Madagascar: La chute de la citadelle d'Ambohitsy

Fin décembre 1915. Le bruit court dans la Grande ile, surtout à Antananarivo, qu'un soulèvement général doit se produire le 1er janvier suivant (lire précédente Note). On apprend aussi, lors de l'interrogatoire des accusés du VVS- la société secrète Vy-Vato-Sakelika-, écrit Maurice Gontard, que dans des réunions tenues dans la capitale, des consignes seraient données aux affiliés pour que « les Malgaches de l'Armée ou de la Garde indigène ne tirent pas sur les insurgés du Sud».

Enfin, le sous-lieutenant Laffiteau, chef du poste de Beloha, fait savoir par télégramme, qu'à l'occasion d'une patrouille, les 4 et 5 janvier, il a poursuivi avec quinze tirailleurs et douze partisans armés, une bande d'individus. « Il s'était heurté à une force de plus de cent cinquante personnes. Il avait tenté de parlementer.

Lignes de données:
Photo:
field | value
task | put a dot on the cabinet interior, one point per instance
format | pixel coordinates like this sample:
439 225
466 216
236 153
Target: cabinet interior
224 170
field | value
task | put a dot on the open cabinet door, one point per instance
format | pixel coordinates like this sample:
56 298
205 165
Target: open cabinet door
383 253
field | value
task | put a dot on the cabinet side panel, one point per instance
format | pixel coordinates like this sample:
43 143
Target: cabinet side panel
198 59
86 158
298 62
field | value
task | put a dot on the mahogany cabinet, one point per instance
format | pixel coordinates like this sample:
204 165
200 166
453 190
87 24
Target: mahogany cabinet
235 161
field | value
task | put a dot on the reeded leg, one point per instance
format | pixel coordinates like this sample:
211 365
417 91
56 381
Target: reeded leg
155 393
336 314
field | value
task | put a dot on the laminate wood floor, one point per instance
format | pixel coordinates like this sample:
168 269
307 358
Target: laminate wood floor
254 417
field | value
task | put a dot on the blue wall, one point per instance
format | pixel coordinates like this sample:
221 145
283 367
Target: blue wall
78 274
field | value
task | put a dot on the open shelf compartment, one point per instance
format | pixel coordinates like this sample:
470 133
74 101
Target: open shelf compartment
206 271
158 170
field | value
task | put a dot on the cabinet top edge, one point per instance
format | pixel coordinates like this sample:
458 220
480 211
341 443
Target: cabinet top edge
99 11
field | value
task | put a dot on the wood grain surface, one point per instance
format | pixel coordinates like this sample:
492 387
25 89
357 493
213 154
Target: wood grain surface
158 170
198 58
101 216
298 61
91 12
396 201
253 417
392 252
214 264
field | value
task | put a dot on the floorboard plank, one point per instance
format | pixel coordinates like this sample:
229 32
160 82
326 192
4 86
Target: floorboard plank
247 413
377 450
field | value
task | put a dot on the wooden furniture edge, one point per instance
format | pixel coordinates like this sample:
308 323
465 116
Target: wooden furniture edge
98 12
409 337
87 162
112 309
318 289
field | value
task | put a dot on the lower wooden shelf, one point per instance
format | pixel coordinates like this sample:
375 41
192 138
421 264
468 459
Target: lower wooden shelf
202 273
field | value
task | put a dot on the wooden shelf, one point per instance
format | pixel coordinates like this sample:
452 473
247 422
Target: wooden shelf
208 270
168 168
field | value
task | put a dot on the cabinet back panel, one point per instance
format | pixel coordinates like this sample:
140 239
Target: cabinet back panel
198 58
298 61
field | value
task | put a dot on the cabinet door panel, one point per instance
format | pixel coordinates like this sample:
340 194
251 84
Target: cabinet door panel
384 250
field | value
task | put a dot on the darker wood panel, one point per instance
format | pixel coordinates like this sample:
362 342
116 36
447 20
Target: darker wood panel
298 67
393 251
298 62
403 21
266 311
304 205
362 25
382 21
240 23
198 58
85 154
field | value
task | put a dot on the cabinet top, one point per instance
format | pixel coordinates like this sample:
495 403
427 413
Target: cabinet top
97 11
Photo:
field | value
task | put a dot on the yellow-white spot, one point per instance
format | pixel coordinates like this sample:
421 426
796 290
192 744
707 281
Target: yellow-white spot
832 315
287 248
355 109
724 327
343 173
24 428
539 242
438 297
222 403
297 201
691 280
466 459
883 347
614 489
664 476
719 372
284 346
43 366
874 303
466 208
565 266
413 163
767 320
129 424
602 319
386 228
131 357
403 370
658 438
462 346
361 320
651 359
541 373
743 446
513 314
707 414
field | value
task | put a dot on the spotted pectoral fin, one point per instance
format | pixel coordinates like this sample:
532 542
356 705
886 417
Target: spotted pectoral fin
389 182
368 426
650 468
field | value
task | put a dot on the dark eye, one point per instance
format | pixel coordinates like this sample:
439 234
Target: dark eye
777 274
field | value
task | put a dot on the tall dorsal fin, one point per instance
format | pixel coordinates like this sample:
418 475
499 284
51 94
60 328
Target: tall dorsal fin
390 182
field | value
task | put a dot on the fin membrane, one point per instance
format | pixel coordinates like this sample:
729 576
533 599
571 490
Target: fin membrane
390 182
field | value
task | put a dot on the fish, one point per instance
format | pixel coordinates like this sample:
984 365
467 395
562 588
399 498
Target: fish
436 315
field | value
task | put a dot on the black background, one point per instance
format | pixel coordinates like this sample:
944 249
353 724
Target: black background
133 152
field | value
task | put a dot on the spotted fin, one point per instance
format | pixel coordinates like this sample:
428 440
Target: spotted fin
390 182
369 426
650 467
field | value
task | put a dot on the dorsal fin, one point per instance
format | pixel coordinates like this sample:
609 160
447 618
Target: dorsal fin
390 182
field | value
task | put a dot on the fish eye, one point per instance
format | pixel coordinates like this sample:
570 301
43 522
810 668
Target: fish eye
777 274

Consignes:
**1.** D'après le texte, combien de tirailleurs accompagnaient le sous-lieutenant Laffiteau lors de la poursuite de la bande d'individus ?
**2.** Veuillez modifier le passage du texte qui commence à « Madagascar: La chute » et se termine à « tenté de parlementer. », en remplaçant « Antananarivo » par « Tananarive ».
Les données forment un ensemble distinct du texte.

Réponses attendues:
**1.** Quinze tirailleurs.

**2.**
Madagascar: La chute de la citadelle d'Ambohitsy

Fin décembre 1915. Le bruit court dans la Grande ile, surtout à Tananarive, qu'un soulèvement général doit se produire le 1er janvier suivant (lire précédente Note). On apprend aussi, lors de l'interrogatoire des accusés du VVS- la société secrète Vy-Vato-Sakelika-, écrit Maurice Gontard, que dans des réunions tenues dans la capitale, des consignes seraient données aux affiliés pour que « les Malgaches de l'Armée ou de la Garde indigène ne tirent pas sur les insurgés du Sud».

Enfin, le sous-lieutenant Laffiteau, chef du poste de Beloha, fait savoir par télégramme, qu'à l'occasion d'une patrouille, les 4 et 5 janvier, il a poursuivi avec quinze tirailleurs et douze partisans armés, une bande d'individus. « Il s'était heurté à une force de plus de cent cinquante personnes. Il avait tenté de parlementer.